_What this exercise asks_.
1) Copy the stretch of the Love Lab text from "Love Lab is" through "practice romantic fantasies.".
2) Pick up the text about the Love Lab anime series where it ends and keep writing it.

_Text block_.
----------

Love Lab is a 2013 comedy, slice of life Japanese anime series based on the manga by written and illustrated Ruri Miyahara. While delivering papers to the Student Council Room one day, Riko Kurahashi awkwardly walks in on the Student Council President and student exemplar, Natsuo Maki kissing a dakimakura. Riko then finds herself inadvertently recruited by Natsuo to be her aide in the student council, not only keep her secret, but to also help her practice romantic fantasies.

The anime is produced by Dogakobo and directed by Masahiko Ohta with series composition by Takashi Aoshima, character designs by Chiaki Nakajima, art direction by Shunsuke Suzuki and sound direction by Yasunori Ebina. The series premiered on MBS on July 4, 2013 with later airings on TBS, CBC, BS-TBS and AT-X along with online streaming on Niconico. The series was picked up by Crunchyroll for online simulcast streaming in North America and other select parts of the world, which began from the ninth episode. It was later obtained by the Anime Network for streaming. Aniplex released the series in Japan on seven Blu-ray and DVD volumes starting on September 20, 2013. The anime was licensed by Sentai Filmworks for distribution via select digital outlets and a home media release.

----------

_Listing_.
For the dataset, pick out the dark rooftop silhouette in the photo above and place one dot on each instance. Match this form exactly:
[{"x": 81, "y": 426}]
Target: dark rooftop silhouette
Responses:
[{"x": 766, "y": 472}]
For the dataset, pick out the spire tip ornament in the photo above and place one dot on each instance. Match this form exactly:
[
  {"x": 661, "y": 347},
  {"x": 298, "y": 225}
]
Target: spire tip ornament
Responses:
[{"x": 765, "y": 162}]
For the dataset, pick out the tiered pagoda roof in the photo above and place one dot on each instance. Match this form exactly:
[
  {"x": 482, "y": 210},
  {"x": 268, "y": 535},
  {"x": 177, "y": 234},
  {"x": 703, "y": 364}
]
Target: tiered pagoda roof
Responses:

----------

_Per-task answers_.
1)
Love Lab is a 2013 comedy, slice of life Japanese anime series based on the manga by written and illustrated Ruri Miyahara. While delivering papers to the Student Council Room one day, Riko Kurahashi awkwardly walks in on the Student Council President and student exemplar, Natsuo Maki kissing a dakimakura. Riko then finds herself inadvertently recruited by Natsuo to be her aide in the student council, not only keep her secret, but to also help her practice romantic fantasies.

2)
The opening theme is "Love Shitai—!" while the ending theme is "Best FriendS", both by Manami Numakura, Chinatsu Akasaki, Inori Minase, Ayane Sakura and Yō Taichi.



Episode list

Home media
Aniplex released the series in Japan on seven Blu-ray and DVD volumes between September 20, 2013 and March 28, 2014. The box artwork of each volume was drawn by Ruri Miyahara. The complete series was released on Blu-ray and DVD volumes by Sentai Filmworks on August 5, 2014.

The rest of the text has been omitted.